WHAT YOU ARE ASKED TO DO: Working from the top of the records below, reproduce each line exactly, ending once you have written the line containing "TARGET = shrub".

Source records

════

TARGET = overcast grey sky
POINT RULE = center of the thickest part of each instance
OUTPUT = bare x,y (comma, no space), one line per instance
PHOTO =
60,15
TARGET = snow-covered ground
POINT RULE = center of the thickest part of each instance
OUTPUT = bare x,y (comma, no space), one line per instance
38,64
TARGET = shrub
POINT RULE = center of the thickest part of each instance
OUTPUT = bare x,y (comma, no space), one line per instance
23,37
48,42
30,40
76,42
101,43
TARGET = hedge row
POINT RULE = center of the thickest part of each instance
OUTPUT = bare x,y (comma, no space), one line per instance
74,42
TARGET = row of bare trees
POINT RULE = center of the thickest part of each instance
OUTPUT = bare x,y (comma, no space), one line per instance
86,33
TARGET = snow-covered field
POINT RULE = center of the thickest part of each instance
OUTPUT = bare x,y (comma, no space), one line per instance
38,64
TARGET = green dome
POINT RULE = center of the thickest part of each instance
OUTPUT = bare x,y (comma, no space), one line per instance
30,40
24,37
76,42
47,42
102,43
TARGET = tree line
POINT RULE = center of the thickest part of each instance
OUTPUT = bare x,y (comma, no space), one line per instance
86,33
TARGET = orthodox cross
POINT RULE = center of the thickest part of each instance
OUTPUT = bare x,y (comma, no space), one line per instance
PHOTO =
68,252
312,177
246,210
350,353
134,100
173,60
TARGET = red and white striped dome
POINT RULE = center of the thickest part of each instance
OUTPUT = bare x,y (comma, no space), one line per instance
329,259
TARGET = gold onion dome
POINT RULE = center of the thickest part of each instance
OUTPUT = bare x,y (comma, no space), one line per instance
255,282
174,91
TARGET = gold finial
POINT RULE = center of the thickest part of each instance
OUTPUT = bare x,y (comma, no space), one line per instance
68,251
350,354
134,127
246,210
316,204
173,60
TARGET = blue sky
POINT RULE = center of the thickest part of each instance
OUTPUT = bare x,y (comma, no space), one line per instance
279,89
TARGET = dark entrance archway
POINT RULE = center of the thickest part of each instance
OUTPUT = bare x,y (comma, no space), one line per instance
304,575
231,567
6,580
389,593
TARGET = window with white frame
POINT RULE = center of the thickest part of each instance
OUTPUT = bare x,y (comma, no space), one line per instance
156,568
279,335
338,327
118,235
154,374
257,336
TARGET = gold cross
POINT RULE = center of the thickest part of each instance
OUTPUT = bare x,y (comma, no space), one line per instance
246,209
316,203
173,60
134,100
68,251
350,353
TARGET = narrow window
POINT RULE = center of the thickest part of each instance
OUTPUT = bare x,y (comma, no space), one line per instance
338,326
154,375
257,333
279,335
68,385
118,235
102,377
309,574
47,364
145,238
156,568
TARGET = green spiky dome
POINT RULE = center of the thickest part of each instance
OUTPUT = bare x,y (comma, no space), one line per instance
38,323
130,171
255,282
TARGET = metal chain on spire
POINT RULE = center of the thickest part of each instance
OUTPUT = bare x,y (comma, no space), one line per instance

════

SOLUTION BELOW:
TARGET = overcast grey sky
POINT RULE = center of the thickest part of each instance
OUTPUT = bare x,y (comma, no space), one line per instance
PHOTO =
60,15
TARGET = snow-covered ground
POINT RULE = center of the thickest part of each instance
OUTPUT = bare x,y (comma, no space), one line per instance
38,64
TARGET = shrub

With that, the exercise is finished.